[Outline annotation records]
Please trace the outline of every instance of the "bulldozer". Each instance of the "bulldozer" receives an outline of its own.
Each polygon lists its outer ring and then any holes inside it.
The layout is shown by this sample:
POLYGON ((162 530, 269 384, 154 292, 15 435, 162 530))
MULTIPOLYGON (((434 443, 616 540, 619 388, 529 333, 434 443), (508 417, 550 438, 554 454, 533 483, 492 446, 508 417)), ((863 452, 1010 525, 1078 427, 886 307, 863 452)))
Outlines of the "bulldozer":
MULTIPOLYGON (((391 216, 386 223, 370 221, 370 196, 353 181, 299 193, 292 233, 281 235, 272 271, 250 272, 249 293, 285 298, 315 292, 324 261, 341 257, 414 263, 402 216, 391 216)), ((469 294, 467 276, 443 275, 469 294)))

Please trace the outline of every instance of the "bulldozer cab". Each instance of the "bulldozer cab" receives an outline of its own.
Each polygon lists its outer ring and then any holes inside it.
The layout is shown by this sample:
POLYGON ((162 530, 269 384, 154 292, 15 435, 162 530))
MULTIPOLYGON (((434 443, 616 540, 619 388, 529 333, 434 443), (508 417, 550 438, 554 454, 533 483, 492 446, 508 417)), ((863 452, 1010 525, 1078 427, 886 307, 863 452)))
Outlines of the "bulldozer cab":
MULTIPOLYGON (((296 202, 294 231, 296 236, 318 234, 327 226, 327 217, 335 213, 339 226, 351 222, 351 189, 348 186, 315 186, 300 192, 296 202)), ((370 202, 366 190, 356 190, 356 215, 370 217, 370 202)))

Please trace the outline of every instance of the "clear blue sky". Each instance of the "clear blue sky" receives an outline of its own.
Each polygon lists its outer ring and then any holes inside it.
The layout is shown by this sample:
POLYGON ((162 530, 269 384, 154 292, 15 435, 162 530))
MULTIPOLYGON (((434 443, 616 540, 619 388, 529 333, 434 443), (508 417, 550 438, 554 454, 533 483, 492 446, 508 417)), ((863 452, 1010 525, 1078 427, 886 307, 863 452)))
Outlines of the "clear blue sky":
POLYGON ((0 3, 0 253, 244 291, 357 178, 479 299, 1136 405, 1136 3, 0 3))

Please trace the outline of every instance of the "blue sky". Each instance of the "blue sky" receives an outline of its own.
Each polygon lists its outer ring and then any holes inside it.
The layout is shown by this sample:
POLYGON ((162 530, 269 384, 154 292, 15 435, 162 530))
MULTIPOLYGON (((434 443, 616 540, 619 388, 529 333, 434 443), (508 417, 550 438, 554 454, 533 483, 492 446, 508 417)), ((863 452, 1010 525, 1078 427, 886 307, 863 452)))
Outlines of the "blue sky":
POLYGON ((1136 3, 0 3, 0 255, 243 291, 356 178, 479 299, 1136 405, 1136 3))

## EXERCISE
Print all of the entries exactly as they are written.

## RESPONSE
Please trace the outline of every instance of the "bulldozer". Each instance of the "bulldozer" receives an outline of its own.
Each polygon lists its outer ring and then any holes inside it.
The layout is shown by this sample:
POLYGON ((162 530, 269 384, 154 292, 15 435, 162 530))
MULTIPOLYGON (((434 443, 616 540, 619 388, 529 333, 434 443), (508 417, 550 438, 554 454, 533 483, 492 446, 508 417)), ((863 452, 1010 525, 1078 427, 886 307, 863 452)))
Outlines of the "bulldozer":
MULTIPOLYGON (((391 216, 386 223, 370 221, 370 196, 353 181, 299 193, 292 233, 281 235, 272 271, 250 272, 249 293, 285 298, 315 292, 324 261, 341 257, 414 263, 402 216, 391 216)), ((469 294, 467 276, 443 275, 469 294)))

Please trace the outline of every instance of the "bulldozer cab". Each instance of the "bulldozer cab" receives an outline of its own.
Each polygon lists its outer ring and then any holes inside it.
The layout is shown by this sample:
POLYGON ((162 530, 269 384, 154 292, 15 435, 162 530))
MULTIPOLYGON (((434 443, 616 540, 619 388, 529 333, 434 443), (508 417, 550 438, 554 454, 533 483, 492 446, 508 417)), ((863 452, 1010 525, 1078 427, 886 307, 863 452)))
Outlines of the "bulldozer cab":
MULTIPOLYGON (((296 202, 294 231, 296 236, 318 234, 327 226, 327 217, 335 213, 339 226, 351 222, 351 189, 348 186, 315 186, 300 192, 296 202)), ((370 202, 366 190, 356 190, 356 215, 370 217, 370 202)))

Please trace the outline of every instance of the "clear blue sky". Each instance of the "clear blue sky" receives an outline of its own.
Each polygon lists its outer ring and then any holes inside it.
The layout is shown by this sample:
POLYGON ((162 530, 269 384, 154 292, 15 435, 162 530))
MULTIPOLYGON (((434 443, 616 540, 619 388, 529 333, 434 443), (508 417, 550 438, 554 454, 533 483, 492 446, 508 417)), ((863 452, 1010 525, 1078 427, 886 307, 863 452)))
Outlines of the "clear blue sky":
POLYGON ((0 3, 0 253, 244 291, 357 178, 479 299, 1136 405, 1136 3, 0 3))

Please trace the outline of every instance of the "blue sky". Each instance of the "blue sky" receives an outline of its own.
Each polygon lists its outer ring and then any holes inside it.
The layout is shown by this sample:
POLYGON ((162 530, 269 384, 154 292, 15 435, 162 530))
MULTIPOLYGON (((434 443, 616 540, 619 388, 529 333, 434 443), (508 417, 550 438, 554 454, 533 483, 492 446, 508 417)), ((863 452, 1010 525, 1078 427, 886 307, 863 452)))
Outlines of the "blue sky":
POLYGON ((1136 3, 0 3, 0 255, 243 291, 356 178, 479 299, 1136 405, 1136 3))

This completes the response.